[Begin RECORD SET]

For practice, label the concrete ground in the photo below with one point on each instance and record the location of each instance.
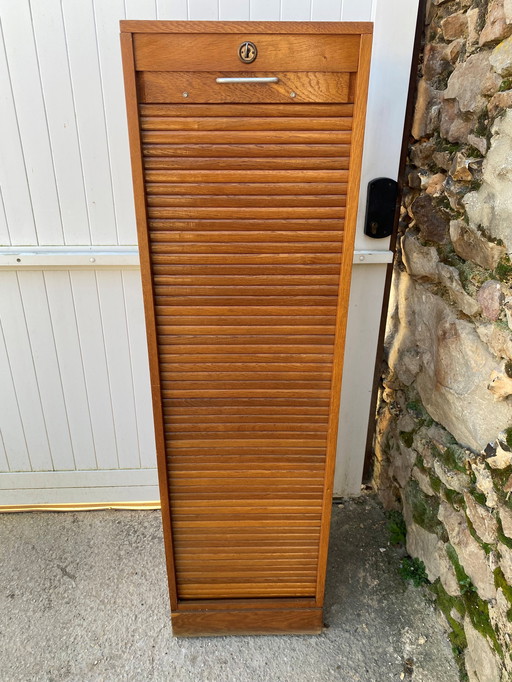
(83, 597)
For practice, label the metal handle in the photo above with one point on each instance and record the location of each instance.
(256, 79)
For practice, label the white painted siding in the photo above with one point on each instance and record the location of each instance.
(75, 408)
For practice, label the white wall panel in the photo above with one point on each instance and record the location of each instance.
(60, 116)
(31, 117)
(92, 344)
(234, 10)
(203, 10)
(265, 10)
(176, 10)
(19, 352)
(17, 202)
(106, 20)
(140, 371)
(75, 404)
(69, 354)
(46, 365)
(13, 437)
(117, 355)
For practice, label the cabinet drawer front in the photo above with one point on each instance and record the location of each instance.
(311, 86)
(217, 52)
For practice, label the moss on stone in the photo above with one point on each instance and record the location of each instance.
(500, 477)
(407, 438)
(478, 611)
(453, 457)
(502, 537)
(457, 636)
(484, 545)
(501, 582)
(478, 496)
(454, 498)
(482, 125)
(435, 482)
(503, 271)
(463, 578)
(424, 508)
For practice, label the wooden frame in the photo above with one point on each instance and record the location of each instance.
(262, 615)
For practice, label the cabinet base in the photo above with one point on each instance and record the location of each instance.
(247, 622)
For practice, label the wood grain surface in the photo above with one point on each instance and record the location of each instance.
(246, 211)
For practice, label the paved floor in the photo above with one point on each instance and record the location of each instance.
(83, 597)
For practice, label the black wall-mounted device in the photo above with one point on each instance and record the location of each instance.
(380, 207)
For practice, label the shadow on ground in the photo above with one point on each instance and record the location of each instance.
(83, 597)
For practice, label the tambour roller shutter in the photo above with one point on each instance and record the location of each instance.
(246, 198)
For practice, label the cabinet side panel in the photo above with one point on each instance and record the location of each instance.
(147, 287)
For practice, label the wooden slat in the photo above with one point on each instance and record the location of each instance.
(238, 110)
(246, 188)
(248, 150)
(213, 123)
(157, 161)
(284, 137)
(243, 201)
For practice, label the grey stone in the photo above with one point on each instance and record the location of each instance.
(485, 484)
(481, 662)
(498, 615)
(452, 51)
(426, 112)
(470, 81)
(506, 519)
(491, 205)
(482, 519)
(450, 278)
(435, 184)
(442, 159)
(421, 154)
(454, 26)
(454, 365)
(402, 463)
(500, 459)
(496, 26)
(455, 480)
(500, 384)
(506, 561)
(447, 572)
(500, 100)
(428, 548)
(501, 58)
(423, 481)
(429, 219)
(459, 169)
(478, 142)
(491, 298)
(434, 60)
(420, 261)
(473, 33)
(497, 338)
(471, 555)
(455, 126)
(470, 244)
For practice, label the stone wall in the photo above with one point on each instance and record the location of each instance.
(444, 436)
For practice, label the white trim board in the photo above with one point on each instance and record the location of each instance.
(116, 257)
(80, 487)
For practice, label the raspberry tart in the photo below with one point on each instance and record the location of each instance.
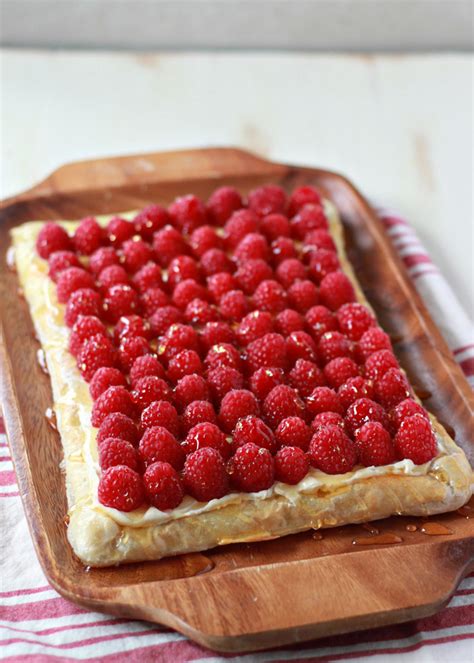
(218, 376)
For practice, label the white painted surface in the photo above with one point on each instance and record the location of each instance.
(400, 127)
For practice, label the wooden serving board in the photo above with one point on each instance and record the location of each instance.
(252, 596)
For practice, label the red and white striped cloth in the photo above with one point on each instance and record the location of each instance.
(36, 624)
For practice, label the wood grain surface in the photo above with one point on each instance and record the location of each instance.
(249, 596)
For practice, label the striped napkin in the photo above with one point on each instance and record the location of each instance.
(36, 624)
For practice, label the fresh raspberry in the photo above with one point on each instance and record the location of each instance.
(198, 412)
(117, 425)
(392, 388)
(373, 340)
(300, 345)
(253, 429)
(320, 320)
(339, 370)
(188, 213)
(331, 451)
(378, 363)
(159, 445)
(305, 376)
(223, 379)
(160, 413)
(301, 196)
(282, 402)
(150, 389)
(242, 222)
(72, 279)
(293, 432)
(115, 451)
(96, 351)
(267, 199)
(118, 230)
(203, 239)
(223, 354)
(163, 486)
(103, 257)
(252, 468)
(235, 405)
(335, 290)
(291, 465)
(184, 363)
(222, 203)
(61, 260)
(268, 351)
(52, 237)
(103, 378)
(362, 411)
(288, 321)
(354, 389)
(150, 220)
(264, 379)
(113, 399)
(205, 476)
(415, 440)
(121, 488)
(167, 244)
(323, 399)
(270, 296)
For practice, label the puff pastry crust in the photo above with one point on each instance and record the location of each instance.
(102, 537)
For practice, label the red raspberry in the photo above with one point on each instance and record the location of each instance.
(167, 244)
(222, 203)
(303, 195)
(264, 379)
(415, 440)
(205, 476)
(161, 413)
(159, 445)
(188, 213)
(150, 389)
(163, 486)
(267, 199)
(323, 399)
(331, 451)
(282, 402)
(242, 222)
(335, 290)
(113, 399)
(235, 405)
(96, 351)
(270, 296)
(121, 488)
(207, 435)
(253, 429)
(339, 370)
(268, 351)
(252, 468)
(291, 465)
(223, 379)
(119, 230)
(293, 432)
(106, 377)
(305, 376)
(72, 279)
(52, 237)
(362, 411)
(61, 260)
(117, 425)
(115, 451)
(354, 389)
(378, 363)
(288, 321)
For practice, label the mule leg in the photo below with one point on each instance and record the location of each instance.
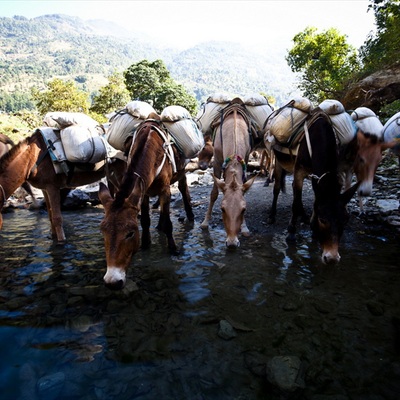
(165, 220)
(53, 204)
(145, 222)
(279, 177)
(213, 199)
(184, 189)
(297, 206)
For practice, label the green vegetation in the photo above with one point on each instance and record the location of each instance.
(327, 64)
(325, 61)
(151, 82)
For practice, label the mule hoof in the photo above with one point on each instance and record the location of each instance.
(291, 237)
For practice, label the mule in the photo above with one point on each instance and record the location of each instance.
(231, 149)
(30, 161)
(362, 157)
(154, 163)
(316, 158)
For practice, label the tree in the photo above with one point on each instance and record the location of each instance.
(325, 62)
(151, 82)
(382, 48)
(60, 96)
(111, 97)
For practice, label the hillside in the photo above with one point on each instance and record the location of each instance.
(34, 51)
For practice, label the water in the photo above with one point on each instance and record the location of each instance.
(64, 335)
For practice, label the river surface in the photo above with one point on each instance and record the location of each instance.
(201, 325)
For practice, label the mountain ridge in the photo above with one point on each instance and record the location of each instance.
(34, 51)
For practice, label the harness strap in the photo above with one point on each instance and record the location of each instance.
(168, 151)
(4, 195)
(241, 161)
(307, 135)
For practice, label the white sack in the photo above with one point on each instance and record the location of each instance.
(174, 113)
(259, 114)
(82, 145)
(139, 109)
(53, 140)
(255, 100)
(367, 121)
(332, 107)
(188, 138)
(64, 119)
(122, 126)
(283, 123)
(343, 125)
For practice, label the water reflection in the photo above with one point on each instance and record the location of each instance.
(64, 335)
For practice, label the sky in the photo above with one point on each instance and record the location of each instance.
(184, 23)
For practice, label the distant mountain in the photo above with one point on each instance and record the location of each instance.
(34, 51)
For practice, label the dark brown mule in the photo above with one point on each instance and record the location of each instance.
(5, 145)
(319, 162)
(362, 157)
(232, 147)
(154, 163)
(30, 161)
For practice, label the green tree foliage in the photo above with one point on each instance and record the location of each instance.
(324, 61)
(383, 48)
(60, 96)
(151, 82)
(111, 97)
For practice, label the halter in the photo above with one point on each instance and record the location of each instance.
(240, 160)
(4, 195)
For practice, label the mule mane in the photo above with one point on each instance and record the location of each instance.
(11, 154)
(143, 154)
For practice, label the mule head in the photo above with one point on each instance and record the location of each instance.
(233, 206)
(369, 155)
(206, 154)
(121, 236)
(328, 221)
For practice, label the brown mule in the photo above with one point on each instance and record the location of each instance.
(154, 163)
(30, 161)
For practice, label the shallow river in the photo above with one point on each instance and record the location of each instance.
(202, 325)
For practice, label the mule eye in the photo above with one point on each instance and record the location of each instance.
(323, 221)
(130, 235)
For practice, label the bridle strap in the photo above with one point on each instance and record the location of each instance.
(4, 195)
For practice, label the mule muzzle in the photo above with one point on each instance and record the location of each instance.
(115, 278)
(365, 189)
(232, 243)
(330, 257)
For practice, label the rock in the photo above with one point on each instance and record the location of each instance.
(226, 330)
(285, 373)
(50, 386)
(386, 206)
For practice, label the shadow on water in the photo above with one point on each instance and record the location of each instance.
(64, 335)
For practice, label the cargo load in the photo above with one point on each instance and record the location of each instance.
(288, 120)
(124, 122)
(258, 109)
(367, 121)
(186, 134)
(342, 123)
(210, 111)
(83, 145)
(391, 131)
(63, 119)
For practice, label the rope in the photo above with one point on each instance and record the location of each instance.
(4, 195)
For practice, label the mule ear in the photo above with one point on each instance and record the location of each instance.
(104, 195)
(346, 196)
(220, 183)
(390, 145)
(246, 186)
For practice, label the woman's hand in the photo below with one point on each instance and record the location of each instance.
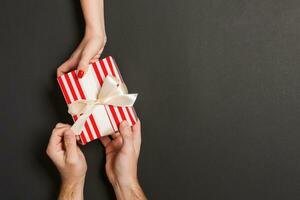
(122, 153)
(88, 51)
(93, 42)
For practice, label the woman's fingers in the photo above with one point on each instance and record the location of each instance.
(67, 66)
(88, 53)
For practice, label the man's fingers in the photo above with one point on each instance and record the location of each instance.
(126, 133)
(105, 140)
(57, 133)
(136, 129)
(70, 145)
(115, 135)
(59, 125)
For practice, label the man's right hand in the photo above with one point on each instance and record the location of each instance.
(122, 153)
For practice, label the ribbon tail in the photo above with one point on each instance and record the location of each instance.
(77, 127)
(121, 100)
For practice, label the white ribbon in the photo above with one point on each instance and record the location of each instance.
(113, 92)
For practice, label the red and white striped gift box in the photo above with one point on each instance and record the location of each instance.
(105, 119)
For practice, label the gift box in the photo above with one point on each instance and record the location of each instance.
(103, 119)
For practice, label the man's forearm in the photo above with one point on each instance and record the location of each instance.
(71, 191)
(129, 192)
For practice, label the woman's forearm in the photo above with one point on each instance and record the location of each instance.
(93, 12)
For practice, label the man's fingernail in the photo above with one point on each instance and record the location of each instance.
(80, 73)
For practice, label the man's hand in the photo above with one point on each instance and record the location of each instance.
(69, 160)
(122, 153)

[End RECORD SET]

◆ PROBLEM DESCRIPTION ◆
Using the material above, reproduce exactly the line that contains "For practice, label the gift" and all lines after it through the last one, and only those.

◆ ANSWER BELOW ◆
For practice, label the gift box in the photo above with one point on each instance and record the location of each instance.
(103, 119)
For practice, label the man's forearm in the photo above with one point on each instance and record the location of each instance.
(71, 191)
(129, 192)
For practice, label the woman's forearm in the photo above with one point on each instance and record the location of each instance.
(93, 12)
For practice, label the man's fingernail in the photo above with one point on each instance and record the location of each instance.
(80, 73)
For practice, label the man's hand in the photo above with one point on each instance and record the location of each instance.
(69, 160)
(122, 153)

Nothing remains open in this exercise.